▶ **What to work on**:
1. From the F45 workout review, copy the stretch from "There wasn’t much" through "in the studio.".
2. In the F45 workout review, why did the writer not actually rest during the 10-second breaks between stations? Answer in one to three sentences.
3. Answer these questions from the F45 workout review:
(a) How many F45 studios are there, and in how many countries?
(b) How many stations does Firestorm have?
(c) How many trainers led the writer's group, and how many people were in it?

▶ **Extract**:
I did an F45 Workout, and I will not be back

What does an F45 Workout feel like?

F45 have the world hooked on their 45-minute “functional” workouts. It’s reported to be the fasted growing franchise in the world right now. There are 1750 studios across 45 different countries (and counting). There’s no denying the popularity of an F45 workout – heck, I can’t even scroll through my Instagram feed without seeing someone posting a sweaty selfie in front of the red, white and blue logo after they’ve almost had a cardiac arrest in *Hollywood*.

I decided to give it a crack. I walked into my local F45 studio and found myself in Firestorm – a high intensity interval circuit, with a gruelling 54 stations. But I thought this was F45, not F54?! So, what did I think of the whole ordeal? Spoiler alert: I will not be back.

The start of Firestorm

We had two trainers for a group of 22 people (that’s 11 people per trainer). The trainers briefly explained the requirements of each station and went through a basic warm-up routine. We were asked to do as many reps as possible for 30 seconds, and rest for 10 seconds between stations. Admittedly, I was spending those 10 seconds trying to figure out where the next station was and what exercise I had to do, rather than actually resting. There were burpees, squats, box jumps, burpees, planks and more burpees (to name a few). I honestly felt like calling it quits by the time I got to station 22.

There wasn’t much room between each station. I was working dangerously close to some of the other Firestorm victims – to the point where I couldn’t even do a full star jump without slapping to person next to me in the face. It felt overcrowded, cramped, and like my personal space was being invaded. There was simply not enough room for the amount of stations and people squeezed in the studio.

▶ **Dataset excerpts**:
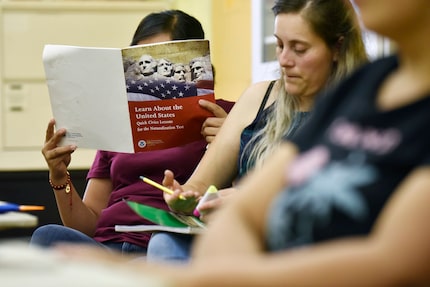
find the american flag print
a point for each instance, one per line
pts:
(162, 88)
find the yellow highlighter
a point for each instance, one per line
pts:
(159, 186)
(211, 193)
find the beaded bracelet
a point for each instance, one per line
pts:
(62, 186)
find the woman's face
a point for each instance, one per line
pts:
(305, 59)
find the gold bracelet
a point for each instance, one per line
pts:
(62, 186)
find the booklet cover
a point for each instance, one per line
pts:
(163, 220)
(134, 99)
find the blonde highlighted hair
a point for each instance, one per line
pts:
(334, 21)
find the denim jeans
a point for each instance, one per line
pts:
(165, 246)
(51, 234)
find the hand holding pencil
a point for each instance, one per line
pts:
(185, 202)
(159, 186)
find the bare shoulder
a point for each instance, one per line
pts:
(246, 107)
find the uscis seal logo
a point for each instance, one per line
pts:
(142, 143)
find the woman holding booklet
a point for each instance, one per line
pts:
(345, 203)
(318, 44)
(115, 176)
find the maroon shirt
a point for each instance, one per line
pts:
(125, 169)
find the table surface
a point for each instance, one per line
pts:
(15, 219)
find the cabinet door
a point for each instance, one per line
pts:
(25, 29)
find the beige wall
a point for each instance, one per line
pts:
(227, 24)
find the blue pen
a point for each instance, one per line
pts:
(6, 207)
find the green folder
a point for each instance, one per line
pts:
(165, 218)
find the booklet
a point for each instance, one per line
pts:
(163, 221)
(135, 99)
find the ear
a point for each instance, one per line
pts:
(338, 48)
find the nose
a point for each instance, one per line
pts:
(286, 58)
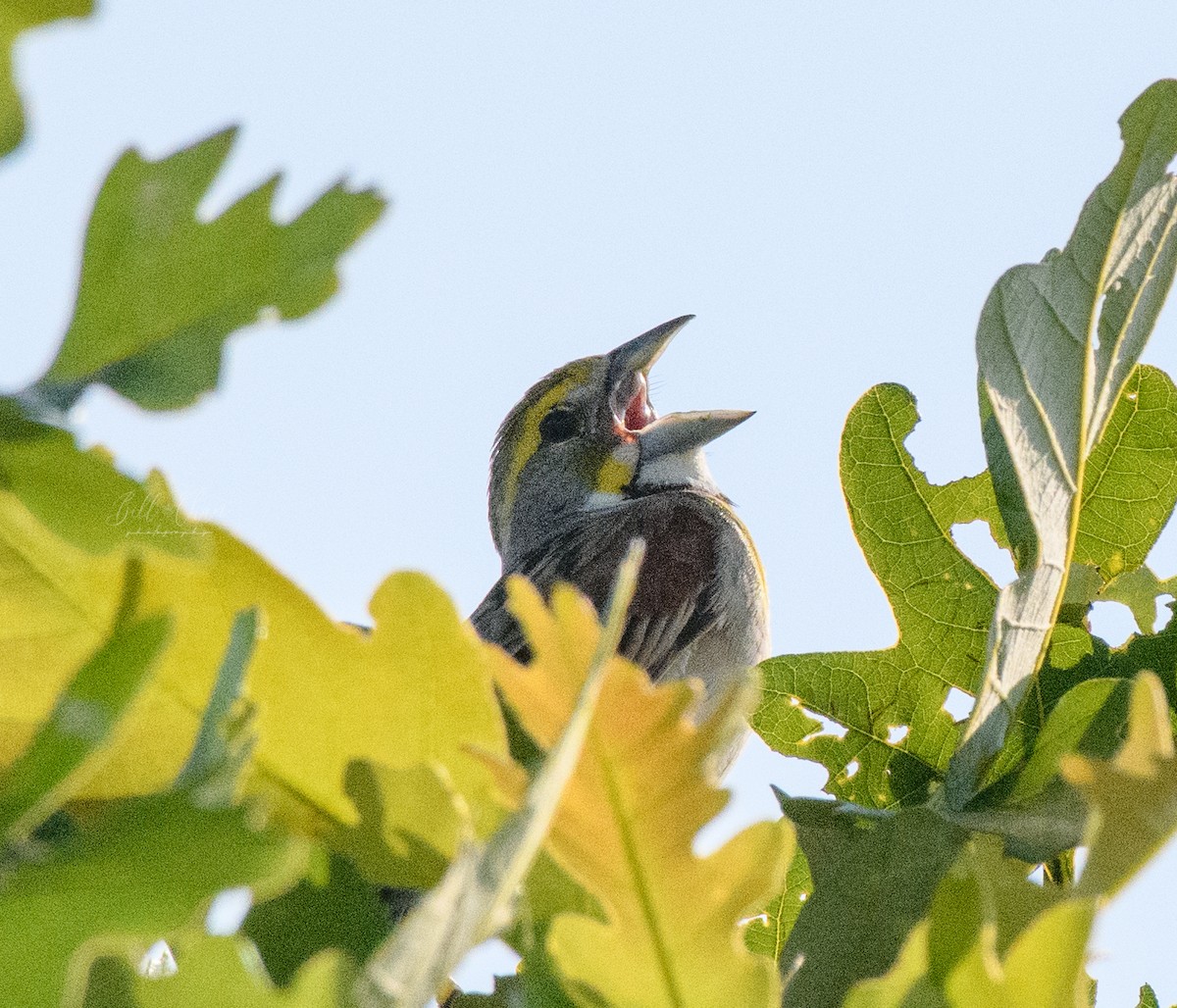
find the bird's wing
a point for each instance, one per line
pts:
(675, 601)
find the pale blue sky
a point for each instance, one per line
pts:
(830, 187)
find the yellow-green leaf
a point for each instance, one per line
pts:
(627, 826)
(415, 690)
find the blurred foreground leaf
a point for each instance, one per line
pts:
(474, 900)
(85, 717)
(995, 937)
(384, 687)
(18, 17)
(627, 825)
(219, 973)
(135, 871)
(81, 496)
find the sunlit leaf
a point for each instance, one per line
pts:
(1056, 345)
(163, 286)
(627, 826)
(327, 695)
(768, 936)
(1130, 478)
(69, 743)
(1148, 997)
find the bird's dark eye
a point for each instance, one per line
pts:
(559, 425)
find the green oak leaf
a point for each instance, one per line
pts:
(1056, 346)
(159, 860)
(80, 496)
(16, 18)
(942, 603)
(340, 911)
(874, 880)
(219, 973)
(768, 936)
(1134, 795)
(1148, 997)
(1130, 480)
(162, 288)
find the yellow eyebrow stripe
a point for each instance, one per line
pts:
(612, 476)
(529, 430)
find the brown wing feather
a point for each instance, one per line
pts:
(675, 597)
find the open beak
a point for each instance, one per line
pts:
(633, 414)
(687, 431)
(629, 369)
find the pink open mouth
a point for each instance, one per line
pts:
(639, 411)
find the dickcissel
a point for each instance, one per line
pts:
(581, 467)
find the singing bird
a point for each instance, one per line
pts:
(581, 467)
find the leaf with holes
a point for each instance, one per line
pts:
(942, 603)
(769, 932)
(1056, 346)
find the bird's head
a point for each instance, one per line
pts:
(587, 436)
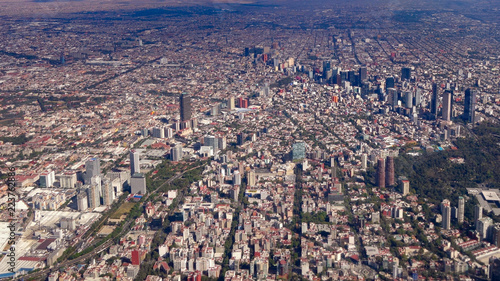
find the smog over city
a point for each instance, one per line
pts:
(239, 140)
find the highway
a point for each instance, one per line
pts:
(41, 275)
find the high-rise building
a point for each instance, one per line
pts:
(236, 178)
(251, 178)
(81, 201)
(212, 142)
(92, 168)
(434, 100)
(138, 184)
(176, 153)
(299, 150)
(231, 103)
(447, 96)
(484, 227)
(381, 173)
(134, 162)
(461, 206)
(47, 179)
(108, 194)
(240, 138)
(470, 105)
(478, 214)
(409, 99)
(389, 82)
(405, 73)
(362, 74)
(364, 160)
(185, 106)
(389, 175)
(93, 196)
(496, 235)
(393, 97)
(404, 186)
(446, 213)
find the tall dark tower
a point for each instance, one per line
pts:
(405, 73)
(185, 107)
(362, 74)
(469, 105)
(434, 100)
(389, 173)
(381, 173)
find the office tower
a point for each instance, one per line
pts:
(93, 196)
(47, 179)
(362, 74)
(185, 106)
(168, 132)
(404, 186)
(108, 194)
(298, 150)
(381, 173)
(393, 97)
(446, 213)
(434, 100)
(251, 178)
(215, 110)
(138, 184)
(176, 153)
(222, 142)
(418, 97)
(212, 142)
(405, 73)
(364, 161)
(478, 214)
(446, 114)
(389, 82)
(389, 175)
(92, 168)
(496, 234)
(409, 99)
(461, 205)
(483, 227)
(469, 105)
(240, 138)
(236, 178)
(134, 162)
(81, 201)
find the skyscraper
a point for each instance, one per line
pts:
(93, 197)
(176, 153)
(138, 184)
(434, 100)
(393, 97)
(299, 150)
(134, 162)
(108, 194)
(389, 82)
(461, 205)
(92, 168)
(362, 74)
(212, 142)
(478, 214)
(404, 185)
(446, 114)
(185, 106)
(381, 173)
(389, 175)
(469, 105)
(446, 213)
(405, 73)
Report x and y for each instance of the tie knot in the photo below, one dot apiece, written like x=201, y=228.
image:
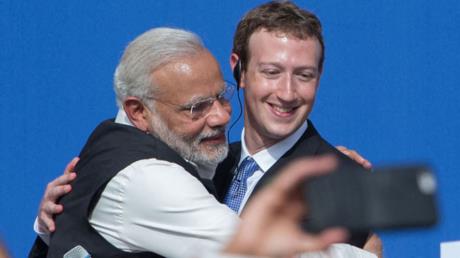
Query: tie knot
x=238, y=187
x=247, y=167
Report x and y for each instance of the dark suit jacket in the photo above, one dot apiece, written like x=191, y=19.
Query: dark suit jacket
x=310, y=144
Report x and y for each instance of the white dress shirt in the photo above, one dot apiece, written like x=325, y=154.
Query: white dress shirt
x=266, y=158
x=155, y=205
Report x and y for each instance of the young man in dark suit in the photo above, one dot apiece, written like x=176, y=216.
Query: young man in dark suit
x=277, y=58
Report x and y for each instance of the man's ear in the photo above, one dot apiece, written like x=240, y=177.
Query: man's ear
x=234, y=58
x=137, y=113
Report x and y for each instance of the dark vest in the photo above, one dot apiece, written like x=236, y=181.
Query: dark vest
x=110, y=148
x=310, y=144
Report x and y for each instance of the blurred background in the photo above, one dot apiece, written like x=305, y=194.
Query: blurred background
x=390, y=90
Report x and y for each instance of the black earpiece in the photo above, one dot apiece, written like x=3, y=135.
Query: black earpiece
x=237, y=74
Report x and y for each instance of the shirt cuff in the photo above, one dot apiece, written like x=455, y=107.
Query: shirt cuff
x=43, y=235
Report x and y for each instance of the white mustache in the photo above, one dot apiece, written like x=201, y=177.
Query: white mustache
x=211, y=134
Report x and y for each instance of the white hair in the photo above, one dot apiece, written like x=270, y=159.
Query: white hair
x=145, y=54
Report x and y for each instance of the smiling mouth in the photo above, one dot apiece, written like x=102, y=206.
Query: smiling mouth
x=216, y=139
x=283, y=111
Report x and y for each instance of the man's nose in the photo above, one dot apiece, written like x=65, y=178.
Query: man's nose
x=286, y=90
x=219, y=115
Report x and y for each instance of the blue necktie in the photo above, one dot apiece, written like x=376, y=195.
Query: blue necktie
x=238, y=187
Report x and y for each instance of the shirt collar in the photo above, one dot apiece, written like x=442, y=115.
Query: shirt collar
x=268, y=157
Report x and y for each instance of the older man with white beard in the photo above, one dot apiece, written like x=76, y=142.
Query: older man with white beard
x=138, y=185
x=143, y=187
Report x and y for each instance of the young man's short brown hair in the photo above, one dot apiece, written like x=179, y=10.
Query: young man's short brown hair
x=276, y=16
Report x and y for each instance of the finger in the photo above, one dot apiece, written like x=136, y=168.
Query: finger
x=296, y=172
x=71, y=165
x=322, y=240
x=57, y=192
x=49, y=209
x=63, y=180
x=46, y=224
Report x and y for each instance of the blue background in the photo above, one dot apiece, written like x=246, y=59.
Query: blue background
x=390, y=89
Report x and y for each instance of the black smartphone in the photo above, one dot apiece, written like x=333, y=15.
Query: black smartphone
x=389, y=197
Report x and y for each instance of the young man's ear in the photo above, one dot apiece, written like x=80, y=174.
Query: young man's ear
x=234, y=60
x=137, y=113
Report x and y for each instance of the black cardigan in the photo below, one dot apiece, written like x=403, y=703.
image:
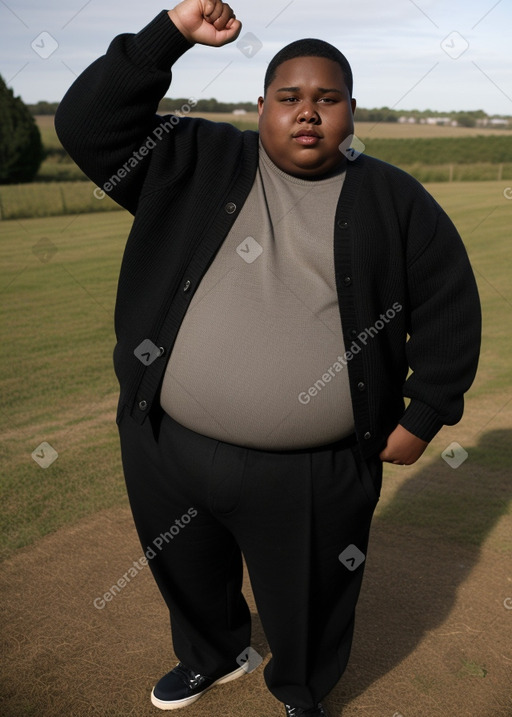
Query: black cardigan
x=186, y=180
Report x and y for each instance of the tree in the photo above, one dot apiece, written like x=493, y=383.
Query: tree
x=21, y=148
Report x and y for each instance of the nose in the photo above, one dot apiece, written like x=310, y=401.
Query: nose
x=308, y=114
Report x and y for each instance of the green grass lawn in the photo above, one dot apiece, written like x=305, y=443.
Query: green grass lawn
x=58, y=283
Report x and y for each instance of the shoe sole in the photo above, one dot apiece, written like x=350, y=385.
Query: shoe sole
x=177, y=704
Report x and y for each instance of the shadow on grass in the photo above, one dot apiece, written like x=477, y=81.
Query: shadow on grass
x=424, y=545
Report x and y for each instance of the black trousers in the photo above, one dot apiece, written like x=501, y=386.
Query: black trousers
x=301, y=519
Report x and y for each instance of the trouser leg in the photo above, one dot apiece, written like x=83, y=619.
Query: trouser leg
x=300, y=512
x=194, y=559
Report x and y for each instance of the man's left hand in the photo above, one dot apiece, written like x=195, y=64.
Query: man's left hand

▶ **Task-by-task answers**:
1.
There wasn’t much room between each station. I was working dangerously close to some of the other Firestorm victims – to the point where I couldn’t even do a full star jump without slapping to person next to me in the face. It felt overcrowded, cramped, and like my personal space was being invaded. There was simply not enough room for the amount of stations and people squeezed in the studio.

2. The writer used those 10 seconds to work out where the next station was and which exercise had to be done there.

3.
(a) There are 1750 studios across 45 countries.
(b) Firestorm has 54 stations.
(c) Two trainers led a group of 22 people.